• _WHAT IS ASKED_: Convert the rows below, from the line containing "Could you point to the car" through the line containing "point(238, 59)", into a JSON list of strings with one string per line and blank lines omitted. Include both end lines and no lines outside this stretch.

• _INPUT MATERIAL_:
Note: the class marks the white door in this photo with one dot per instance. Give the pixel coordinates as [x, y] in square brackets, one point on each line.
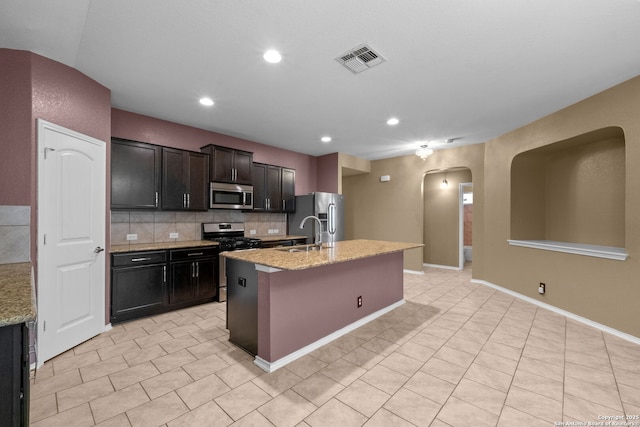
[71, 238]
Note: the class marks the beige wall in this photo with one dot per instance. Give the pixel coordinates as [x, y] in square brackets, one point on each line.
[394, 210]
[605, 291]
[602, 290]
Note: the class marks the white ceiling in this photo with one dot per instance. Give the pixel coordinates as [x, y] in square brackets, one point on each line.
[464, 69]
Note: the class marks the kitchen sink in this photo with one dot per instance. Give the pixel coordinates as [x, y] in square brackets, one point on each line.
[299, 248]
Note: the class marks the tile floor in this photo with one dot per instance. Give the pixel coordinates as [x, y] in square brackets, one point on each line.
[456, 354]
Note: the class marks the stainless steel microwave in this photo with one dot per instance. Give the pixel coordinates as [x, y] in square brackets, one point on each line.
[230, 196]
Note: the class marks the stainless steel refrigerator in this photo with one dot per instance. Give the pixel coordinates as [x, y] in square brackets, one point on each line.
[328, 207]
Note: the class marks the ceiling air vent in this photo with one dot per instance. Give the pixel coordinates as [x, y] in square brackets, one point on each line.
[360, 58]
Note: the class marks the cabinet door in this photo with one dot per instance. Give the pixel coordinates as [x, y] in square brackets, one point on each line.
[259, 187]
[243, 161]
[14, 371]
[135, 175]
[206, 278]
[288, 190]
[174, 179]
[274, 188]
[198, 181]
[221, 164]
[181, 284]
[137, 291]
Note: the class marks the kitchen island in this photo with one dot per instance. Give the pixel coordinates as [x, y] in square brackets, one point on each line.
[286, 302]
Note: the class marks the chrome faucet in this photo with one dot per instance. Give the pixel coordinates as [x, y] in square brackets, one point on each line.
[318, 242]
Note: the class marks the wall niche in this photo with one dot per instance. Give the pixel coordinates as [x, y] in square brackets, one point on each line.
[569, 196]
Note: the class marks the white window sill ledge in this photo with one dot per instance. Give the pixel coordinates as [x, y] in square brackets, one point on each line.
[609, 252]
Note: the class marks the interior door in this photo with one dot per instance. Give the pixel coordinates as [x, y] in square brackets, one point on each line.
[71, 239]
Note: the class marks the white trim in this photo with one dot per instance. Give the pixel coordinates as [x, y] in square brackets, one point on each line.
[604, 328]
[599, 251]
[272, 366]
[446, 267]
[266, 269]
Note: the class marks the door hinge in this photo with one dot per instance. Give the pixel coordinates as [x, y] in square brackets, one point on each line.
[46, 150]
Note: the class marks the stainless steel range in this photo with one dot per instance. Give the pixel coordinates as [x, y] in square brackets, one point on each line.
[230, 237]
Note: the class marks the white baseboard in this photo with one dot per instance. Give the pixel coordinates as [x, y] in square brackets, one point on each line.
[562, 312]
[446, 267]
[272, 366]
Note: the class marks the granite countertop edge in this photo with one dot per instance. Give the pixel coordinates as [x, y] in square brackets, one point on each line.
[343, 251]
[17, 304]
[158, 246]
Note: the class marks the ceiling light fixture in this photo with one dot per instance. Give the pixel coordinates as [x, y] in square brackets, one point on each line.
[424, 151]
[444, 183]
[272, 56]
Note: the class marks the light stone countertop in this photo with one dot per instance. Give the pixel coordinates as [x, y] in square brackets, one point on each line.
[17, 297]
[343, 251]
[276, 237]
[161, 246]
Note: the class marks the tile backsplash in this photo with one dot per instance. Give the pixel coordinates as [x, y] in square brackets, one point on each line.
[153, 227]
[15, 234]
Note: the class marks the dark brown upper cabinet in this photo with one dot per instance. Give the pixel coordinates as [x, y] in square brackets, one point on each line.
[273, 188]
[185, 179]
[135, 175]
[288, 190]
[229, 165]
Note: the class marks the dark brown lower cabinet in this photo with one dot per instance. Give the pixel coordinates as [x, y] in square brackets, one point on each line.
[14, 374]
[147, 283]
[193, 275]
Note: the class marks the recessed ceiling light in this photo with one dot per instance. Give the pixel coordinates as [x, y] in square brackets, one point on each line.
[272, 56]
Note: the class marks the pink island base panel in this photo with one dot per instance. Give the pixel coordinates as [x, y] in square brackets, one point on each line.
[299, 307]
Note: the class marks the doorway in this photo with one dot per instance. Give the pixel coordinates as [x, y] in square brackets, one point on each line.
[71, 239]
[443, 232]
[465, 216]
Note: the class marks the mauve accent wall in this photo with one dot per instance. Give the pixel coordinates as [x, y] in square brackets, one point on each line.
[128, 125]
[299, 307]
[328, 173]
[15, 128]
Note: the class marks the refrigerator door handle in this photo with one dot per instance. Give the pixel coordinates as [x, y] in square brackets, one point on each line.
[332, 218]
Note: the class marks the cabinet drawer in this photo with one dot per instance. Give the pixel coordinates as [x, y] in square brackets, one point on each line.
[137, 258]
[192, 253]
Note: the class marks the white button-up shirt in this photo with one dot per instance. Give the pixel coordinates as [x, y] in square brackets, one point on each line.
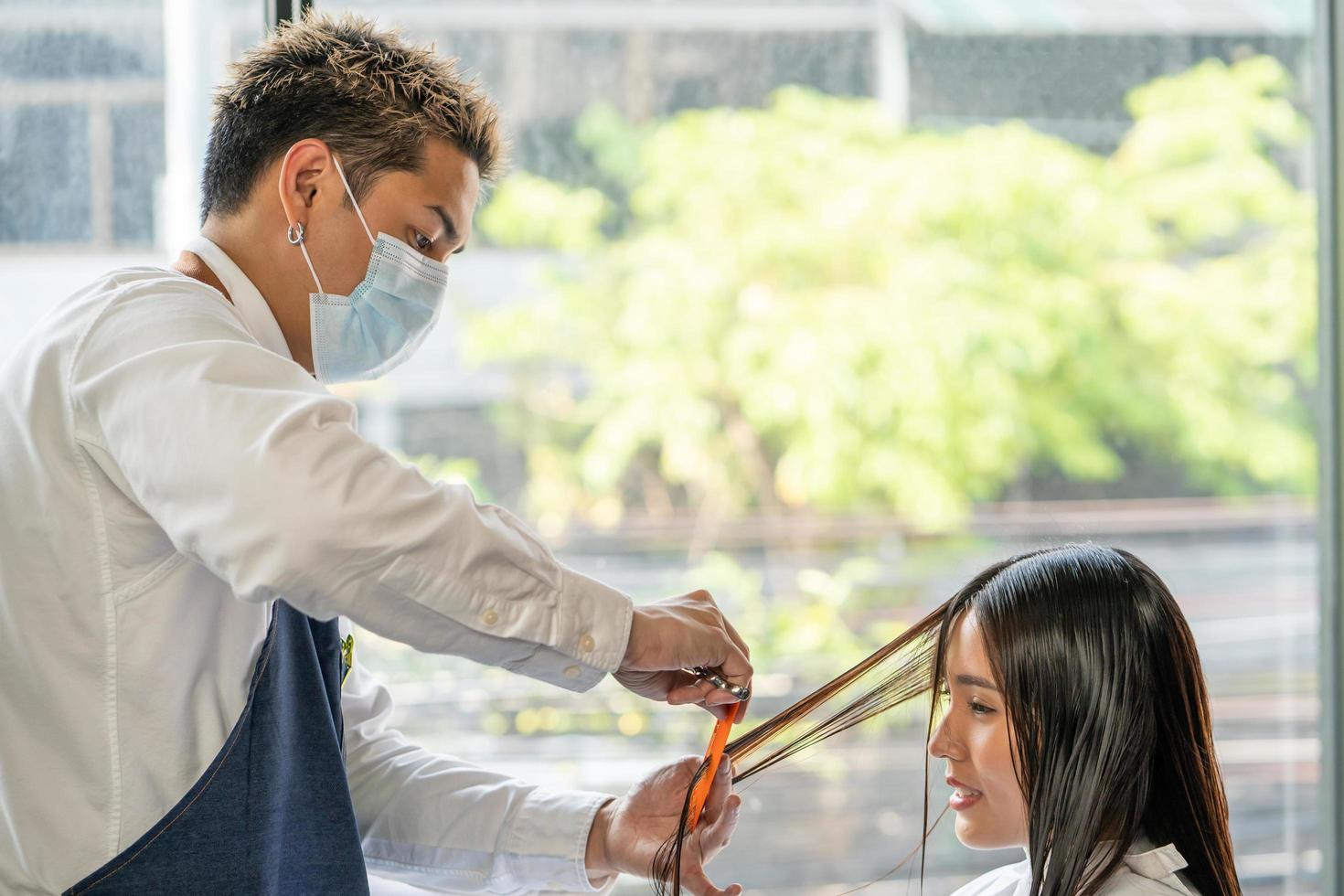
[167, 472]
[1146, 870]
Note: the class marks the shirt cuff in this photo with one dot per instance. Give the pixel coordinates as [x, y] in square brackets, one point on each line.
[593, 621]
[549, 841]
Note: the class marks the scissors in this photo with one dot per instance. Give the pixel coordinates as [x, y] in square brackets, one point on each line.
[741, 692]
[718, 741]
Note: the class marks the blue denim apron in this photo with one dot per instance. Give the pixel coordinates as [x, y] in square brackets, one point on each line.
[272, 813]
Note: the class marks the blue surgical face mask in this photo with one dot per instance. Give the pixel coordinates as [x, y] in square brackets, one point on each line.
[385, 318]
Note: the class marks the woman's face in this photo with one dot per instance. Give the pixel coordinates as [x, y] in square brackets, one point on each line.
[976, 741]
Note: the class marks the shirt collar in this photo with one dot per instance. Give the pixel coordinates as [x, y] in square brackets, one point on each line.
[251, 304]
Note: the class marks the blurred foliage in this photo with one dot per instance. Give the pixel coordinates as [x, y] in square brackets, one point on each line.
[809, 306]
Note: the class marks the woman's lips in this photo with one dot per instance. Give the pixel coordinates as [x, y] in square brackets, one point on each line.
[963, 795]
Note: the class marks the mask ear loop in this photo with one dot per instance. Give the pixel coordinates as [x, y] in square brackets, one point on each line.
[351, 194]
[296, 238]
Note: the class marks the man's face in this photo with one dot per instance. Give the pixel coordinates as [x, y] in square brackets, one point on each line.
[429, 209]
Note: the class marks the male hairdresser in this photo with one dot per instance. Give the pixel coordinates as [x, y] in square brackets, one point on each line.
[190, 520]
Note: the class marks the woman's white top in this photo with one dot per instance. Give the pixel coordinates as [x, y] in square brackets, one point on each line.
[1144, 872]
[167, 472]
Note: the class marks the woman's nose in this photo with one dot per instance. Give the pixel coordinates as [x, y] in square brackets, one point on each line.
[940, 741]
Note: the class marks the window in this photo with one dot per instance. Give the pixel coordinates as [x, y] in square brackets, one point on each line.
[1075, 400]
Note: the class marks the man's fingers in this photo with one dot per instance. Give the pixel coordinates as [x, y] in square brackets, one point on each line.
[718, 832]
[737, 638]
[698, 884]
[735, 667]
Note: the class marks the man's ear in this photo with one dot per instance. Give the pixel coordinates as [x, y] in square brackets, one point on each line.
[304, 172]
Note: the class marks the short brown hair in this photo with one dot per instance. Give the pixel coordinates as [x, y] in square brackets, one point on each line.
[368, 93]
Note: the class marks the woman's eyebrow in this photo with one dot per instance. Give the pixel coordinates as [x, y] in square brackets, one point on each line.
[976, 681]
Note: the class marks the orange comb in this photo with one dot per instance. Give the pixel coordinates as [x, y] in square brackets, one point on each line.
[718, 741]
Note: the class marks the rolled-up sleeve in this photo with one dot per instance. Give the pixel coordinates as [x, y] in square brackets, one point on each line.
[443, 824]
[257, 472]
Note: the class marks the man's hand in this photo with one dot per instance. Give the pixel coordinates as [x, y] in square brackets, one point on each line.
[628, 832]
[679, 633]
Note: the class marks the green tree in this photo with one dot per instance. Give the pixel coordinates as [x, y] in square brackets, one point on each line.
[808, 306]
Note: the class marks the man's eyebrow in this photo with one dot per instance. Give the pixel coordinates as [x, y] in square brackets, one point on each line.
[976, 681]
[449, 228]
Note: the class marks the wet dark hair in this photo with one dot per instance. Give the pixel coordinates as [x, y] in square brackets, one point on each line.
[1103, 683]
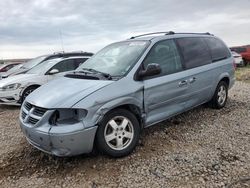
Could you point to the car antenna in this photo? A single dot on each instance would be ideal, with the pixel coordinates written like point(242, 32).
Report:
point(61, 39)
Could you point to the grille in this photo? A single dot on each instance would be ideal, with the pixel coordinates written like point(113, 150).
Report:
point(32, 114)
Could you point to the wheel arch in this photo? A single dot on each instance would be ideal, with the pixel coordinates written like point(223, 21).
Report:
point(130, 104)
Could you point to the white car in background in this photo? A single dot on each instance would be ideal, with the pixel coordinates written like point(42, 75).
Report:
point(15, 89)
point(238, 59)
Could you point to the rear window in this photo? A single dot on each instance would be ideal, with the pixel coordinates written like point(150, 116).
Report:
point(239, 50)
point(218, 49)
point(195, 52)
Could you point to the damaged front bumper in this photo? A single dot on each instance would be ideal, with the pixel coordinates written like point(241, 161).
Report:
point(66, 140)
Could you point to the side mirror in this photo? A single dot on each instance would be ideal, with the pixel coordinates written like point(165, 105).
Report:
point(53, 71)
point(151, 70)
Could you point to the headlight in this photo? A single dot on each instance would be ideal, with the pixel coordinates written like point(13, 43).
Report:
point(67, 116)
point(10, 87)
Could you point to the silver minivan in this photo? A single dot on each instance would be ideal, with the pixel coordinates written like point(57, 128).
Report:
point(124, 88)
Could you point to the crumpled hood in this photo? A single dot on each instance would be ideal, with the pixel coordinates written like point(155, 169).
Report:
point(65, 92)
point(21, 78)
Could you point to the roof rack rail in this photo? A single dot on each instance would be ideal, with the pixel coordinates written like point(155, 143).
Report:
point(207, 33)
point(168, 33)
point(155, 33)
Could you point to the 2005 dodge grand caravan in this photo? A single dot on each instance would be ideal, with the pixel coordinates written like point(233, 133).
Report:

• _RESULT_:
[
  "Could you point to the car antenna in this photo? A single dot on each instance would be ideal, with the pixel coordinates written like point(242, 32).",
  "Report:",
  "point(61, 39)",
  "Could you point to the grille in this photo? A single dot on each instance would be ideal, with the pixel coordinates written like point(113, 150).",
  "Report:",
  "point(32, 114)",
  "Could you point to the wheel arch in this photo? A single dot on each instance would be ideal, with the pixel coordinates written like point(223, 21).",
  "Report:",
  "point(130, 104)",
  "Could you point to the white car in background in this photo? A single dot on each instance would be ideal, with the pixel coordinates written like point(42, 75).",
  "Report:",
  "point(15, 89)",
  "point(238, 59)"
]